*** Opening Passage provided ***

The May 17 board meeting at Ben Franklin High School began a half-hour earlier than usual to honor retiring French teacher Mme. Martine Alford.

Jean-Claude Brunet, the French consul general in New Orleans, and cultural attaché Philippe Aldon made Alford a Chevalier dans l’Ordre des Palmes Academiques on behalf of the French government.

Around 45 colleagues and friends attended the ceremony.

In presenting the award, Brunet thanked Alford for her “personal and professional commitment to supporting the French language for over 30 years.”

“France is grateful for what you have done. Four adjectives come to mind when looking at your long career: curiosity, dedication, passion, and loyalty,” Brunet said.

Alford said she “was lucky to both begin and end her career at Ben Franklin High School, where there are superb students, and a diverse and eccentric staff.”

Alford concluded by saying, “The students are what have kept me in the field for 31 years. Vive la France en Louisiane!”

Board president Duris Holmes made a last-minute addition to the meeting agenda by permitting a group of protesters to address the board for 10 minutes. Thirty-five members of the Vietnamese-American Young Leaders Assn., known as VAYLA, had been picketing the board to provide free bus service to the school for the large population of low-income students living in New Orleans East.

The group arrived with video and still cameras, as well as students and parents ready to give testimonials.

Prior to the start of the meeting, Holmes told The Lens that the board has heard the group’s requests, and is currently working with the Regional Transit Authority to find a solution.

Holmes has previously told VAYLA there would be an answer at the June 21 board meeting, as they needed time to examine the legal and financial implications of the request.

*** Closing Passage provided ***
*** Opening Records shown ***

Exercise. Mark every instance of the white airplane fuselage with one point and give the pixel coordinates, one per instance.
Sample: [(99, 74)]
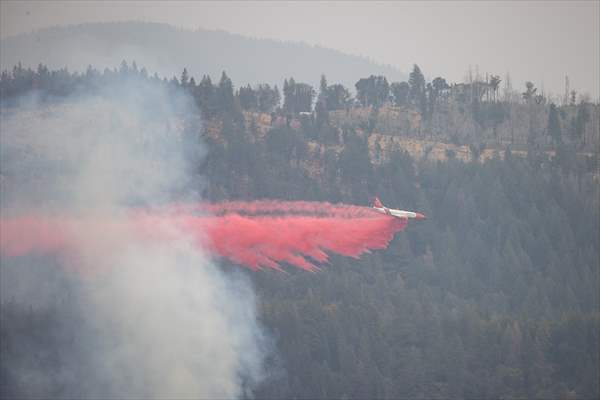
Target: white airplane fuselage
[(378, 206), (398, 213)]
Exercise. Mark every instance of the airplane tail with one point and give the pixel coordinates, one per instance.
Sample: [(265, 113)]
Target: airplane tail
[(377, 203)]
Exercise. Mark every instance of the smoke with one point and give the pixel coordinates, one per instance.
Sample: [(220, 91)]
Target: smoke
[(253, 234), (148, 317)]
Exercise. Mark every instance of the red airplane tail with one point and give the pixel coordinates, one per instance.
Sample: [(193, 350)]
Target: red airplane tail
[(377, 203)]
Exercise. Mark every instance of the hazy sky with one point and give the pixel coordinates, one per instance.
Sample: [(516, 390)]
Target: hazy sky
[(537, 41)]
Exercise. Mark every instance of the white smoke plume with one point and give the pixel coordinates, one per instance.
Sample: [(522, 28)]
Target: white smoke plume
[(155, 319)]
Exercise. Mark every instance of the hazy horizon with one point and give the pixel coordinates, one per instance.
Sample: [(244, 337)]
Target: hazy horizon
[(446, 39)]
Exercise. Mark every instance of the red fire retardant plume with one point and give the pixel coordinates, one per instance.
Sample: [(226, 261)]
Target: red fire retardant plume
[(263, 234)]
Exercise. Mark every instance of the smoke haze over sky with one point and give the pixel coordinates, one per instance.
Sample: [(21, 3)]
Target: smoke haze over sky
[(537, 41)]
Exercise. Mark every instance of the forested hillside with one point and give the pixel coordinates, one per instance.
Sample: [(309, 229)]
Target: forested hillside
[(495, 295), (164, 49)]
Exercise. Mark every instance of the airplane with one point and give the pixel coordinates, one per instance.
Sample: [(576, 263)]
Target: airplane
[(378, 206)]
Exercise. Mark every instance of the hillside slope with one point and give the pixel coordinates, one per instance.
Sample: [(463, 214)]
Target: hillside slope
[(166, 50)]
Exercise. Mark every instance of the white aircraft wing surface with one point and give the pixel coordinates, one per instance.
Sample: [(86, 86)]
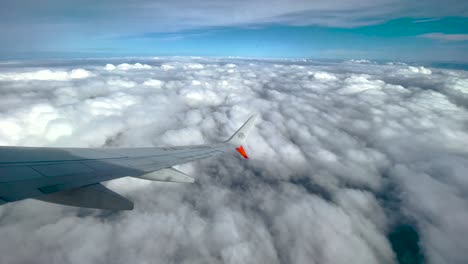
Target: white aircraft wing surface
[(72, 176)]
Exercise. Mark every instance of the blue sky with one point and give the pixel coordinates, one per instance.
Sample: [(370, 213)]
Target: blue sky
[(359, 29)]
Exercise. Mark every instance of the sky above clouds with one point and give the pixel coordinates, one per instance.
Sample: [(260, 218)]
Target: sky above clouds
[(350, 162), (385, 29), (359, 154)]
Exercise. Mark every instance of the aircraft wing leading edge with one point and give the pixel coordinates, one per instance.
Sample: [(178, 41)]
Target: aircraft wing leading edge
[(72, 176)]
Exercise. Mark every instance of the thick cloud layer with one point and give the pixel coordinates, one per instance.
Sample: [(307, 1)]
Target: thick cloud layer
[(343, 154)]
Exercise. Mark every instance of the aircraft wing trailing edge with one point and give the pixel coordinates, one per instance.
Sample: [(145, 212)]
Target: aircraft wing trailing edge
[(72, 176)]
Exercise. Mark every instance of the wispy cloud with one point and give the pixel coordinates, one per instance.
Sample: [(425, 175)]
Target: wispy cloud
[(332, 167), (445, 37)]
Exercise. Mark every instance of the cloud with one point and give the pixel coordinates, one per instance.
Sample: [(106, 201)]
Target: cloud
[(342, 154), (45, 75), (445, 37)]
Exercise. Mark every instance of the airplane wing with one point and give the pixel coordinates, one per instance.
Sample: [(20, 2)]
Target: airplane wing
[(72, 176)]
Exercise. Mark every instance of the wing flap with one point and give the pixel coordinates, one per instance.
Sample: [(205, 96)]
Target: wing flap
[(167, 175), (92, 196)]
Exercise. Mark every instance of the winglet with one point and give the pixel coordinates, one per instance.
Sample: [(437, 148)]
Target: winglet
[(238, 138)]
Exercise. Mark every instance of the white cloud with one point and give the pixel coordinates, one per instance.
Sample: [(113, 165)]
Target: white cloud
[(339, 157), (127, 66), (46, 75), (445, 37)]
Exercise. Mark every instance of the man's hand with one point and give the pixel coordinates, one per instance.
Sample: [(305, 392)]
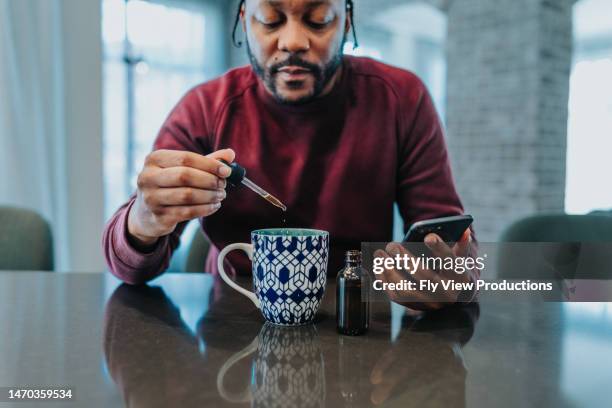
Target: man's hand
[(176, 186), (425, 300)]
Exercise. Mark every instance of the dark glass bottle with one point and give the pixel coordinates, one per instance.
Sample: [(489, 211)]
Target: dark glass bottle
[(352, 307)]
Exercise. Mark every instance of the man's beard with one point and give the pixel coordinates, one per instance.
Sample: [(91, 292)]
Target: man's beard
[(322, 77)]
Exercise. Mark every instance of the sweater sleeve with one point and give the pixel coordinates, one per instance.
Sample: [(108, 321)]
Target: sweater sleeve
[(426, 188), (184, 129)]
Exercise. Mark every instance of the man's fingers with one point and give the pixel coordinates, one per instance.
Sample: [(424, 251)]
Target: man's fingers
[(187, 177), (437, 246), (462, 248), (179, 158), (226, 154), (188, 196)]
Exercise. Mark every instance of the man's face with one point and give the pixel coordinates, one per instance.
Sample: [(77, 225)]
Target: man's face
[(295, 46)]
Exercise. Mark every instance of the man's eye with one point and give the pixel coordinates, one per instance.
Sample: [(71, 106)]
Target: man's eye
[(317, 26), (273, 24)]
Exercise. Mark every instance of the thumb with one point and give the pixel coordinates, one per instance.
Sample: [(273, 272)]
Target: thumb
[(225, 154)]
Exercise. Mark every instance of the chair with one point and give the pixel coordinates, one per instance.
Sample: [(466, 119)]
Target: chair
[(26, 242), (578, 247), (560, 228)]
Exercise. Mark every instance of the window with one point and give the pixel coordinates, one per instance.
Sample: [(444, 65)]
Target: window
[(590, 110), (153, 53)]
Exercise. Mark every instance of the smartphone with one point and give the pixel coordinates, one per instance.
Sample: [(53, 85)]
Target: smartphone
[(450, 229)]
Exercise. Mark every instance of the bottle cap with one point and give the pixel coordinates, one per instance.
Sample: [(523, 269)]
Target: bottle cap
[(238, 173), (353, 256)]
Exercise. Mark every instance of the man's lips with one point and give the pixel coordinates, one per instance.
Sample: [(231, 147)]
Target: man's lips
[(293, 70), (294, 73)]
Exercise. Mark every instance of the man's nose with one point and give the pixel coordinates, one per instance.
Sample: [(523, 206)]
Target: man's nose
[(293, 38)]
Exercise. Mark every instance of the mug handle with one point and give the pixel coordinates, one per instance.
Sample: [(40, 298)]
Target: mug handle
[(248, 248)]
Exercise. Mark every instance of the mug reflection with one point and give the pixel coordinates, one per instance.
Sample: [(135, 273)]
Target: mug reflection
[(287, 369)]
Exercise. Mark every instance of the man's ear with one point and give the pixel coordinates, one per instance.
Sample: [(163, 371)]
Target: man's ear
[(348, 23), (242, 16)]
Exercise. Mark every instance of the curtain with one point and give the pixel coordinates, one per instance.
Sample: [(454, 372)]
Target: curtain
[(50, 132)]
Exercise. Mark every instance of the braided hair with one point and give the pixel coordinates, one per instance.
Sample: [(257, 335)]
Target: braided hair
[(349, 7)]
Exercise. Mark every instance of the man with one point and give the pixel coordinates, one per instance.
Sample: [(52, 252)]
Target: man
[(338, 139)]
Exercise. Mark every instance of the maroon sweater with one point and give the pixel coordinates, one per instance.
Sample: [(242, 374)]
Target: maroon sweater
[(338, 163)]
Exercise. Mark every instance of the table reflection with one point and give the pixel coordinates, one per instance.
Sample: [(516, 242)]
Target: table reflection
[(156, 360)]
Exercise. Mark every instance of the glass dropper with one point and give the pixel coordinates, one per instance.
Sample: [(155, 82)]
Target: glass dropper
[(239, 176)]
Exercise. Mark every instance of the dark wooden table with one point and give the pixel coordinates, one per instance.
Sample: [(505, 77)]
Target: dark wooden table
[(189, 340)]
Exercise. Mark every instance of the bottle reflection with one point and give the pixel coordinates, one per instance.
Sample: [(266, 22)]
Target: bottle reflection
[(156, 361), (424, 367), (287, 370)]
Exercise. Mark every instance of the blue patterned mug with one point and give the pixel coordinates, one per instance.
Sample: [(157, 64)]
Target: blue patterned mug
[(289, 272)]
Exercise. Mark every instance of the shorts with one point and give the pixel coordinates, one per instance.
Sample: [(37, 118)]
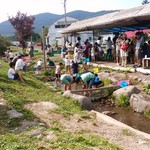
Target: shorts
[(137, 53), (117, 53), (90, 83), (16, 76), (65, 80), (97, 83), (57, 76), (67, 67)]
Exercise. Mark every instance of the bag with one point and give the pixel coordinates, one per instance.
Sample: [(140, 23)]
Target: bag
[(124, 46)]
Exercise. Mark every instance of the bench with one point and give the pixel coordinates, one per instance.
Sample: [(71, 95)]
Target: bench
[(146, 63)]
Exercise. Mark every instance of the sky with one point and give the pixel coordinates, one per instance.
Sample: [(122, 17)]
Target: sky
[(33, 7)]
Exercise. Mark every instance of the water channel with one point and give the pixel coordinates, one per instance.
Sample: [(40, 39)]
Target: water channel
[(125, 115)]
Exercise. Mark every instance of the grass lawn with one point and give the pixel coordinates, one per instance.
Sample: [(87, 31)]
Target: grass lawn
[(17, 95)]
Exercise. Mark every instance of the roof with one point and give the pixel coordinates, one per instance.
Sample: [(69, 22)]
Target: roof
[(137, 18)]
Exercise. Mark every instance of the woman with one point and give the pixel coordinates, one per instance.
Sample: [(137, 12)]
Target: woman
[(87, 79), (109, 48), (66, 79)]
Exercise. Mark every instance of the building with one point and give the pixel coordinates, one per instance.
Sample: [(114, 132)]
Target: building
[(55, 37)]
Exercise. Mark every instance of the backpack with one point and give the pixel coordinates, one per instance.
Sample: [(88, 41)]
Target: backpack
[(124, 46)]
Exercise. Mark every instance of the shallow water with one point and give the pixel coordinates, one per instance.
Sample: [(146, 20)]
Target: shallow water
[(125, 115)]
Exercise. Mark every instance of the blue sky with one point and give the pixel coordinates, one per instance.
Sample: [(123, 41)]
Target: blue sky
[(32, 7)]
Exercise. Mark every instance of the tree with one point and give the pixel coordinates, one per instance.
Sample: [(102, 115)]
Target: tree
[(145, 2), (4, 43), (23, 26)]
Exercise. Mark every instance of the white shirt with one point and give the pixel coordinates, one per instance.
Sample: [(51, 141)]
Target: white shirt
[(11, 73), (92, 51), (67, 62), (39, 63), (109, 44), (19, 64), (11, 55), (77, 58), (57, 71)]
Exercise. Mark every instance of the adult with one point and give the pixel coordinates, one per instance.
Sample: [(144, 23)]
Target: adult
[(109, 48), (87, 79), (49, 50), (50, 63), (138, 46), (19, 66), (123, 51), (12, 74), (66, 79), (11, 55), (31, 51), (118, 46)]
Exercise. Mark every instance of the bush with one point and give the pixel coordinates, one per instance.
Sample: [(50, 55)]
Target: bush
[(123, 101), (4, 44), (106, 82), (146, 88), (147, 113)]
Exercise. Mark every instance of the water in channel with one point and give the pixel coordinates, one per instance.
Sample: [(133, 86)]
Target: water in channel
[(125, 115)]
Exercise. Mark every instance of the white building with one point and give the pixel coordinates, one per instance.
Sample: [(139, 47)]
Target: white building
[(55, 37)]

*** Closing Records shown ***

# [Problem description]
Rewrite the article from "Board president Duris" to "to give testimonials.", changing "protesters" to "demonstrators".

# [Task solution]
Board president Duris Holmes made a last-minute addition to the meeting agenda by permitting a group of demonstrators to address the board for 10 minutes. Thirty-five members of the Vietnamese-American Young Leaders Assn., known as VAYLA, had been picketing the board to provide free bus service to the school for the large population of low-income students living in New Orleans East.

The group arrived with video and still cameras, as well as students and parents ready to give testimonials.